#### Consigne a
Pouvez-vous réécrire, dans les enregistrements, le passage allant de la ligne qui contient « Confirm that each instance of the black puffer » jusqu'à celle qui contient « [[159, 770]] », en remplaçant « keypoint » par « landmark » sans rien modifier d'autre ?

Enseignante-chercheure à l’Ecole nationale supérieure de journalisme et des sciences de
l’information d’Alger (ENSJSI), Ryma Rouibi s’intéresse au discours médiatique de la presse
israélienne. Dans cette interview elle revient sur les derniers événements qui secouent la Palestine
occupée. Ryma Rouibi livre une lecture pertinente sur les conséquences, tant politiques
qu’économiques, que subira l’occupant israélien.
Entretien réalisé par : Amine Idjer
e-Bourse : Comment expliquez-vous le fait que les Israéliens n’ont rien vu venir concernant
l’attaque des unités armées du Hamas ?

#### Consigne b
Pouvez-vous recopier à l'identique le passage de l'entretien allant de « Entretien réalisé par : Amine » jusqu'à « armées du Hamas ? » ?

Enregistrements conservés
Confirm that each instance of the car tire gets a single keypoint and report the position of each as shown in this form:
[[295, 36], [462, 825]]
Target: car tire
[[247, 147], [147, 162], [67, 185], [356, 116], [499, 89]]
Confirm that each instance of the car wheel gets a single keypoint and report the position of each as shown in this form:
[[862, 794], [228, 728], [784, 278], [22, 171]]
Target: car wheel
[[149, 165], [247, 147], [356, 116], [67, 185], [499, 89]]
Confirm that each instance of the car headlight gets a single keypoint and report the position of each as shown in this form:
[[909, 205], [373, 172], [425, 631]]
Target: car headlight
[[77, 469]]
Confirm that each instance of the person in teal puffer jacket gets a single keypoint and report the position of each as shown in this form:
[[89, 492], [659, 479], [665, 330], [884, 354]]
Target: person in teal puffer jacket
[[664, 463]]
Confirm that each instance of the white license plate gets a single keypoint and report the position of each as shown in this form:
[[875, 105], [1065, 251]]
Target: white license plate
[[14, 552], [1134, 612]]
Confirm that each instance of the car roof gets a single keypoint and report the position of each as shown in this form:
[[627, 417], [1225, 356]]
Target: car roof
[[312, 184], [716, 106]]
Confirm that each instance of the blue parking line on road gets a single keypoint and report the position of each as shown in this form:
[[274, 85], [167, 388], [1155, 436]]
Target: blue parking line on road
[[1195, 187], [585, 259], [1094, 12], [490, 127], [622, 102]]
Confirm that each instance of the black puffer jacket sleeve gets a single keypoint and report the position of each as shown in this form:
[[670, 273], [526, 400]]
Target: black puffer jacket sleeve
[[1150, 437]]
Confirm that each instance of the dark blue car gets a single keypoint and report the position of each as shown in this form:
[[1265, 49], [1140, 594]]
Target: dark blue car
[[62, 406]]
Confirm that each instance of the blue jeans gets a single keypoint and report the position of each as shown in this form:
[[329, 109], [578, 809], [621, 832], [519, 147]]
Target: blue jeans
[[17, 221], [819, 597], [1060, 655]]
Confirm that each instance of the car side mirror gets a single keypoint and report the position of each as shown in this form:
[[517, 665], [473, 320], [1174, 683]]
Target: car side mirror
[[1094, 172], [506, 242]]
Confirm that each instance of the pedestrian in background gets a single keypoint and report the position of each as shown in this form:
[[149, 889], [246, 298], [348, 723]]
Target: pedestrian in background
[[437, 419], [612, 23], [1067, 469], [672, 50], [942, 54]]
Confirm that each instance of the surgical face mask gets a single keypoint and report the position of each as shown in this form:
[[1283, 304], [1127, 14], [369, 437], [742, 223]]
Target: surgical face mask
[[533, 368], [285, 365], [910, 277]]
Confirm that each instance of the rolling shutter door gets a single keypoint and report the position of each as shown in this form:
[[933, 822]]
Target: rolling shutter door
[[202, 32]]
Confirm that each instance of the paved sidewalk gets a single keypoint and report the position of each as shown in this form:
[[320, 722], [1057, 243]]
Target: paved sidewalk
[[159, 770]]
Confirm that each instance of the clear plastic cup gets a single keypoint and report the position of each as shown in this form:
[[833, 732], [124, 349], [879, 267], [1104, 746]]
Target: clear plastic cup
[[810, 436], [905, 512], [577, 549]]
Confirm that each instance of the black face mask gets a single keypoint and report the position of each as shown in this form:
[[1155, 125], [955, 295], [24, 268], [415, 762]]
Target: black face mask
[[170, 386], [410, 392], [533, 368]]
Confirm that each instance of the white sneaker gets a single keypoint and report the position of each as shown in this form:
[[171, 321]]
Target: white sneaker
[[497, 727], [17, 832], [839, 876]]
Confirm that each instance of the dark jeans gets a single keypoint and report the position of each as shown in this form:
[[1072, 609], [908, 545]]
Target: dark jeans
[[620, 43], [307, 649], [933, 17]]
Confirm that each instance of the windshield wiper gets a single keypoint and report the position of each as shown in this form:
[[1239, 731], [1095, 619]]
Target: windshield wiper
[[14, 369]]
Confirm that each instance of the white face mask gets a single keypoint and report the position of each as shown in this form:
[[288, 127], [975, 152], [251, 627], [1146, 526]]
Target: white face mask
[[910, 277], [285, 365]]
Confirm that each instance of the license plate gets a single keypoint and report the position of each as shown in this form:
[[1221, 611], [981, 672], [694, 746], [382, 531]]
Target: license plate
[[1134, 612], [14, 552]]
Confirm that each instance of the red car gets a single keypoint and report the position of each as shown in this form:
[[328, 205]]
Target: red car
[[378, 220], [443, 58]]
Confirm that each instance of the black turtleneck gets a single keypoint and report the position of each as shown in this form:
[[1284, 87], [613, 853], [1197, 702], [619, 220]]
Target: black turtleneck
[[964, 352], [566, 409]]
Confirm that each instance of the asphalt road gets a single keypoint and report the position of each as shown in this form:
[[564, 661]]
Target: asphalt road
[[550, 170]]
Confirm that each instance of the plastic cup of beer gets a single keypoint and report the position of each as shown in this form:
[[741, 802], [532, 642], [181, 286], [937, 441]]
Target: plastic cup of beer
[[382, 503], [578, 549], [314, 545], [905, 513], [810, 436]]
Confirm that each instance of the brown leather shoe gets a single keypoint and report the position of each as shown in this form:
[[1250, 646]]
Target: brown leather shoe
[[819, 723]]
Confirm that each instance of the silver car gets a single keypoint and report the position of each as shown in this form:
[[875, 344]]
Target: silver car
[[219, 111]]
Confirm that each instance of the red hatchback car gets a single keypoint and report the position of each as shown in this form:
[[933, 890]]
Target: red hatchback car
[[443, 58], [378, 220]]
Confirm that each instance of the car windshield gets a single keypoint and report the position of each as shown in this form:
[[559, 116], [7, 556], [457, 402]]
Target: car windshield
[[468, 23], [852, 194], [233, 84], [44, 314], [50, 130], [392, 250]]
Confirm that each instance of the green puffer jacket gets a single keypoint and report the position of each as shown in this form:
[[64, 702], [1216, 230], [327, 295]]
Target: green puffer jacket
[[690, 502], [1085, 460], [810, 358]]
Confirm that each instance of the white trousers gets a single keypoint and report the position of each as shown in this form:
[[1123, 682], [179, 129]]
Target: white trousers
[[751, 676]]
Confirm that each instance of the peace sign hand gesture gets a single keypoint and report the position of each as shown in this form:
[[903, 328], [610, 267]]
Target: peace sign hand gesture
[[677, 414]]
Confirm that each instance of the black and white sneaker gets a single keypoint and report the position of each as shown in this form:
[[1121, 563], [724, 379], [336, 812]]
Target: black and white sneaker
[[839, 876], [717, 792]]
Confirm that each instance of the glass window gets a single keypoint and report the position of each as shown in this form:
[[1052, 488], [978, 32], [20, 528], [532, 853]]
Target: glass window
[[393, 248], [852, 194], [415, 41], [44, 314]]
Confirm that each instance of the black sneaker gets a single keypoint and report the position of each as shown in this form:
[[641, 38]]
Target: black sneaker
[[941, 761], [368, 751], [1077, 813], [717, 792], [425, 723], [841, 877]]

#### Solution a
Confirm that each instance of the black puffer jacket sleeve gets a single landmark and report the position of each as shown in this form:
[[670, 273], [526, 400]]
Target: black puffer jacket sleeve
[[1150, 437]]
Confirm that each instance of the dark blue car gets a single landmark and report the position of each as shown in this form:
[[1265, 49], [1140, 594]]
Target: dark blue car
[[62, 406]]
Confirm that each instance of the blue jeans gets a single landmark and report the position of each as shown in this form:
[[329, 109], [578, 809], [621, 832], [519, 147]]
Target: blue jeans
[[17, 221], [819, 597], [1060, 655]]
Confirm that each instance of the car side mirror gets a single landmark and report the position of each as shown in this form:
[[517, 665], [473, 320], [1174, 683]]
Target: car side mirror
[[1094, 172], [506, 242]]
Confirm that each instance of the pedestrian in background gets a single landmark and report the position of each as shown in this form:
[[149, 889], [246, 298], [348, 723]]
Target: pedestrian in background
[[437, 419], [612, 23], [1067, 469], [672, 50], [942, 54]]
Confirm that each instance of the surgical face mask gets a single landmark and report the position of each as shown in this form:
[[1283, 304], [1127, 14], [369, 437], [742, 223]]
Target: surgical face mask
[[533, 368], [285, 365], [910, 277]]
Confirm that each instance of the rolling shutter door gets a single landmark and report the position of each as shown in this form:
[[933, 822]]
Target: rolling shutter door
[[202, 32]]
Confirm that each instance of the paved sidewalk gets a single landmark and report the position of each as shown in this form:
[[320, 722], [1057, 243]]
Target: paved sidewalk
[[159, 770]]

#### Solution b
Entretien réalisé par : Amine Idjer
e-Bourse : Comment expliquez-vous le fait que les Israéliens n’ont rien vu venir concernant
l’attaque des unités armées du Hamas ?